• _Task objective_: Please restate every record below word for word and skip the pictures.

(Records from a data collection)

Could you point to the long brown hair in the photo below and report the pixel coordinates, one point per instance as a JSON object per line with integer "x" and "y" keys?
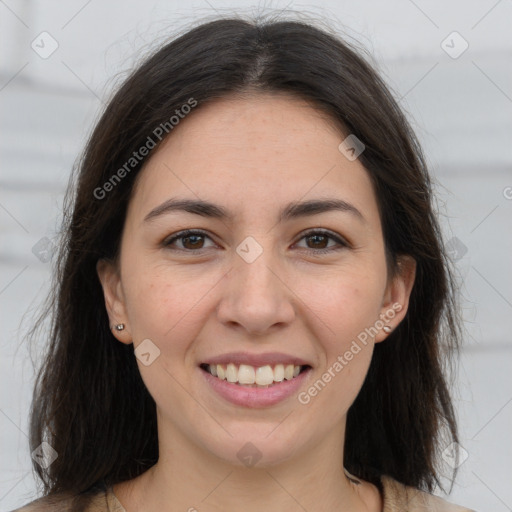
{"x": 90, "y": 403}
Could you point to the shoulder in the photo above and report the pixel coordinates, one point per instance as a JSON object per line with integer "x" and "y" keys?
{"x": 401, "y": 498}
{"x": 67, "y": 503}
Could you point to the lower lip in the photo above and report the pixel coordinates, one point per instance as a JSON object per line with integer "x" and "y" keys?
{"x": 255, "y": 397}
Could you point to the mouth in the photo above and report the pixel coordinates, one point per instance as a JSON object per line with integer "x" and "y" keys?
{"x": 248, "y": 376}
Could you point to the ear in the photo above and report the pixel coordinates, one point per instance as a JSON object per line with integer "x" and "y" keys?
{"x": 110, "y": 279}
{"x": 396, "y": 297}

• _Exercise answer_:
Could you point to the long brown hair in the photo below and report the pixel coordinates, one point per instance as a JSON object per line with integer "x" and "y" keys?
{"x": 90, "y": 403}
Could you point to the shoulder in the photo above and report the pixel coordinates, one point per instance as a JSON object per line with integer "x" and "y" keys?
{"x": 401, "y": 498}
{"x": 67, "y": 503}
Could you point to the lower lip in the photo above and report the pixel coordinates, one point per instance as a JSON object per line with integer "x" and "y" keys?
{"x": 255, "y": 397}
Could you point to the mouth in the photo above and report the pixel coordinates, one point per instance as a JSON object per line with integer "x" and "y" keys?
{"x": 248, "y": 376}
Could you point to the ear in the photo above and report the pixel coordinates, one point per instance as a JSON object per line with integer "x" and "y" keys?
{"x": 110, "y": 279}
{"x": 396, "y": 297}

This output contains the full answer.